> **What is expected**
Find the lines in these entries that include the word "cyclist" and state how many there are, with no other words.
__________________________________________________
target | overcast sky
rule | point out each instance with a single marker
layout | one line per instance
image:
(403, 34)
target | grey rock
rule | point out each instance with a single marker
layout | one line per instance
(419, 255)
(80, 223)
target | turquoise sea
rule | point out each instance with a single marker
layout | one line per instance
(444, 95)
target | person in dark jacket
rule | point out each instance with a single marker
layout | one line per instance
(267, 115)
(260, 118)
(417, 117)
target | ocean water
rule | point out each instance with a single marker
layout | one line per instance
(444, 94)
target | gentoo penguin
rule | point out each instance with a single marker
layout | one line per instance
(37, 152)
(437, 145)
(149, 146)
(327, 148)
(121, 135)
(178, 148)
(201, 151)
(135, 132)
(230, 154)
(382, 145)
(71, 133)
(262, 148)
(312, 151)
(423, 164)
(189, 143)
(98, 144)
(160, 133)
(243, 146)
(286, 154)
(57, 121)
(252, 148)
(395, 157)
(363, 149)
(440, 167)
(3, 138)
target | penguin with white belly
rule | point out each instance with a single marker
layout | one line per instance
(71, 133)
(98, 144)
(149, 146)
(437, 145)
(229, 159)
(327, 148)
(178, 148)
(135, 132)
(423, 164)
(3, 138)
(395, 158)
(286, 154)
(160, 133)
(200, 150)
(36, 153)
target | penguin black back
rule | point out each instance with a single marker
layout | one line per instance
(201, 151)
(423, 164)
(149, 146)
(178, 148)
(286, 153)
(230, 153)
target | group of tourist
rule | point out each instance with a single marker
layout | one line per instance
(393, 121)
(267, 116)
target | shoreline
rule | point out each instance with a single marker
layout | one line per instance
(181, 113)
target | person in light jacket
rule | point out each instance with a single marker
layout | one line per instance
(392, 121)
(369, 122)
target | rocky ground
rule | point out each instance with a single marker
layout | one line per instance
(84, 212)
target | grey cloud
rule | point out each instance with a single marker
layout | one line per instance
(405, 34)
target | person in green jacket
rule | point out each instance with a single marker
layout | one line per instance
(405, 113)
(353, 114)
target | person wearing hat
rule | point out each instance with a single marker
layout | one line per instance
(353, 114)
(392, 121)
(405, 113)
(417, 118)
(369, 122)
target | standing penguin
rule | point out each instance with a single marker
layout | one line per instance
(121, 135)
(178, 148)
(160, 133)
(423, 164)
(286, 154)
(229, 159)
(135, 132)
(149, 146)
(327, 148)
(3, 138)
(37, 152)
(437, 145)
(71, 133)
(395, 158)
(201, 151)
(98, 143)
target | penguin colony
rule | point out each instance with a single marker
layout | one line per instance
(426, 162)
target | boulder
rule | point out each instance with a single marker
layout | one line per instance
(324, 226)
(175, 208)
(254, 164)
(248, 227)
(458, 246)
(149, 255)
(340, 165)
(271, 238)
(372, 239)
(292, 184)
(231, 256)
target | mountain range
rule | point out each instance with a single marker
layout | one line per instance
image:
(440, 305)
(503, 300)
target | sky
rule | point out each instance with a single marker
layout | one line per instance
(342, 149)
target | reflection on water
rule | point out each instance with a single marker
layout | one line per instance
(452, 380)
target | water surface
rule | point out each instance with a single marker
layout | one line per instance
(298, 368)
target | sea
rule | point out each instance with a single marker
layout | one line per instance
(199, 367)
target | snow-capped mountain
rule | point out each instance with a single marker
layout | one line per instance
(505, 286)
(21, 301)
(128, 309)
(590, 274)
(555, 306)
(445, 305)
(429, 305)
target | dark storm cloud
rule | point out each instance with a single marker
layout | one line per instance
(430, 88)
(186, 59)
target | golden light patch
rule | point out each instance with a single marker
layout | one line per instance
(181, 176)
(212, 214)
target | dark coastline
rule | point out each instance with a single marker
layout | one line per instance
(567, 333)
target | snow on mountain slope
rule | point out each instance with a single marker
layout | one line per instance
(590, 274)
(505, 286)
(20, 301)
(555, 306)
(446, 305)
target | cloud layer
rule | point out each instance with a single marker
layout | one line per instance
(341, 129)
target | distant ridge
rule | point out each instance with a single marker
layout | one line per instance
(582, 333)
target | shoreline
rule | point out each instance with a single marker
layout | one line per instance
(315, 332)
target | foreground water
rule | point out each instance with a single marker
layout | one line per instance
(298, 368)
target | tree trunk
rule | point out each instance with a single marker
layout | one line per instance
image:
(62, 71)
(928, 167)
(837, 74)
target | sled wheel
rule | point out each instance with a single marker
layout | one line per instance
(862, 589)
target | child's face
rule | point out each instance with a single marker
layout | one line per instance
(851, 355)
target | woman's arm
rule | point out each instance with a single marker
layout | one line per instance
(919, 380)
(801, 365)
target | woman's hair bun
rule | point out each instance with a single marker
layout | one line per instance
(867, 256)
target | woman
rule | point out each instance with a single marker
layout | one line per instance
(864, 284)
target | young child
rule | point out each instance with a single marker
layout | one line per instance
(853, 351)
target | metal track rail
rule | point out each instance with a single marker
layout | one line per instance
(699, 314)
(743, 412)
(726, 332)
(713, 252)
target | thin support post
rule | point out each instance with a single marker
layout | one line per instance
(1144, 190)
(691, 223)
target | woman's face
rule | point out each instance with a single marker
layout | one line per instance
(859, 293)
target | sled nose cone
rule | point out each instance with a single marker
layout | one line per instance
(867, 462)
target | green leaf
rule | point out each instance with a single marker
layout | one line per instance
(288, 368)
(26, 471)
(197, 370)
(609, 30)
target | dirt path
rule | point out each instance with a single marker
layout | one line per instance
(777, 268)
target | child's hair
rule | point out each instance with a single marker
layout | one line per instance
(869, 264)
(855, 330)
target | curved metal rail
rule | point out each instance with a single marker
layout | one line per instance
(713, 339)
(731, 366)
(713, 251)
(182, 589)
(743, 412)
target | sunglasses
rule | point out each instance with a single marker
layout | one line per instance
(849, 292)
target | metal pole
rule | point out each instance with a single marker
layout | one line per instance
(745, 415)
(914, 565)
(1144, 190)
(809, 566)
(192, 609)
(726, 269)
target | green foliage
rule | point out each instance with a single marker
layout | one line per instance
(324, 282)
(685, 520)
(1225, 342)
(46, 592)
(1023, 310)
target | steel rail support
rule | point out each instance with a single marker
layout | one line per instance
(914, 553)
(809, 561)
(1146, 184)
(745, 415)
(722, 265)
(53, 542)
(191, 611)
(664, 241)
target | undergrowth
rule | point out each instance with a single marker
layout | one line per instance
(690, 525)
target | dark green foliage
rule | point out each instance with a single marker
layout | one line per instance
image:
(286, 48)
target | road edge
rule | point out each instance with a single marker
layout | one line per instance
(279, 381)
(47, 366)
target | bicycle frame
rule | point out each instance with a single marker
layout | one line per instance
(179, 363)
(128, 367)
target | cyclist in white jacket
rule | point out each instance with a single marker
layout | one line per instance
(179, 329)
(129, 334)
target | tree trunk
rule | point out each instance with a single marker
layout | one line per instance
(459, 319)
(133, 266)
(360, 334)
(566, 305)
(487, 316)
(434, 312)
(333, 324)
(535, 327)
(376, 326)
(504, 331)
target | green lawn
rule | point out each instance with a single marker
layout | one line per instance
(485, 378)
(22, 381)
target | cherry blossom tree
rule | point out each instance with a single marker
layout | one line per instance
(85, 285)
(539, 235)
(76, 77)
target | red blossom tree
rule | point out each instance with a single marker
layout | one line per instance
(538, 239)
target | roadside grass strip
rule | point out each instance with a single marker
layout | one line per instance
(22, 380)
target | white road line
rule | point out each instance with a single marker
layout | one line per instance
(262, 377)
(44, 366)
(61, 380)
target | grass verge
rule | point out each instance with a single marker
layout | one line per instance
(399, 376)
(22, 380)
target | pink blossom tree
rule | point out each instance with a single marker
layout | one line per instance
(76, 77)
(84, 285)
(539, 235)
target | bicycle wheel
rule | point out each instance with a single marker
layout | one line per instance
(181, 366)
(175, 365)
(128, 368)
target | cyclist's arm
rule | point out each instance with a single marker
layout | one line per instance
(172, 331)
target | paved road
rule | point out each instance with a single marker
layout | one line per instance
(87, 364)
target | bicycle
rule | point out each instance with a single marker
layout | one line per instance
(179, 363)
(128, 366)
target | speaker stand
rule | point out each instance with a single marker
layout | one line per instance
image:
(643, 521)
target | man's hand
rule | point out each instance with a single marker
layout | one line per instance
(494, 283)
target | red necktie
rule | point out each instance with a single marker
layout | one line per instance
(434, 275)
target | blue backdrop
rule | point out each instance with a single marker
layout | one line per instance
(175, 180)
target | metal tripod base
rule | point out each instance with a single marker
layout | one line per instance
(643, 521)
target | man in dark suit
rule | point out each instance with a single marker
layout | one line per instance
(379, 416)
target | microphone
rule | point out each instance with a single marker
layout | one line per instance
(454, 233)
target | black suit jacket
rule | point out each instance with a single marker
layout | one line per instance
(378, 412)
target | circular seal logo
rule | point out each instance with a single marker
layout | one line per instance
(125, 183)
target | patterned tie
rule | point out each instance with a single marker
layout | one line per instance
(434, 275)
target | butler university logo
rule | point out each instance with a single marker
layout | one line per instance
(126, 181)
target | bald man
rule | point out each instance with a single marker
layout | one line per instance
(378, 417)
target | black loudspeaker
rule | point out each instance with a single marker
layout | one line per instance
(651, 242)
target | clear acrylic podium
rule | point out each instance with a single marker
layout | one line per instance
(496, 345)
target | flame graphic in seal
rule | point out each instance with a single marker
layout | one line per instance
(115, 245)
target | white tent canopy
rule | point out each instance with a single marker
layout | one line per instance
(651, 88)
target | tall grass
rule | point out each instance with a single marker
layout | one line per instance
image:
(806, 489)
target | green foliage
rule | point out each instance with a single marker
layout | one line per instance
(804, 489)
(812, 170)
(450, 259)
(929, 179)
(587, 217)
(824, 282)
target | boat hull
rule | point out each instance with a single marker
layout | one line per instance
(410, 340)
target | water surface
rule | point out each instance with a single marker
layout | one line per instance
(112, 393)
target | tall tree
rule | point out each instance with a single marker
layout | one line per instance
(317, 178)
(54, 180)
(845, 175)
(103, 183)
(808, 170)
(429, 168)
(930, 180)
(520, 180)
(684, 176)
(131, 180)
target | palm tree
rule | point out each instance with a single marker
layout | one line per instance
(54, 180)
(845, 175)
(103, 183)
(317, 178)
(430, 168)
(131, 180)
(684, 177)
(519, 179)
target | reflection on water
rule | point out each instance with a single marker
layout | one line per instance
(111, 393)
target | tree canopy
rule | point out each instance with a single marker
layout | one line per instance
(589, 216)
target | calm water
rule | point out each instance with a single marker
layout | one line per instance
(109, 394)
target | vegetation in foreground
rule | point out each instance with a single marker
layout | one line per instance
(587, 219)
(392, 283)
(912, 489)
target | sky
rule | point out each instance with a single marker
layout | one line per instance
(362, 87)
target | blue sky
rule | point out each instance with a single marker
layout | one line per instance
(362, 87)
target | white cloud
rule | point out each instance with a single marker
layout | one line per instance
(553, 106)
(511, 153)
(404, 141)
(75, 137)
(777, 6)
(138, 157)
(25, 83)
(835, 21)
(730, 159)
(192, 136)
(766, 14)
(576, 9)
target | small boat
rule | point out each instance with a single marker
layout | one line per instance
__________________________________________________
> **Exercise result**
2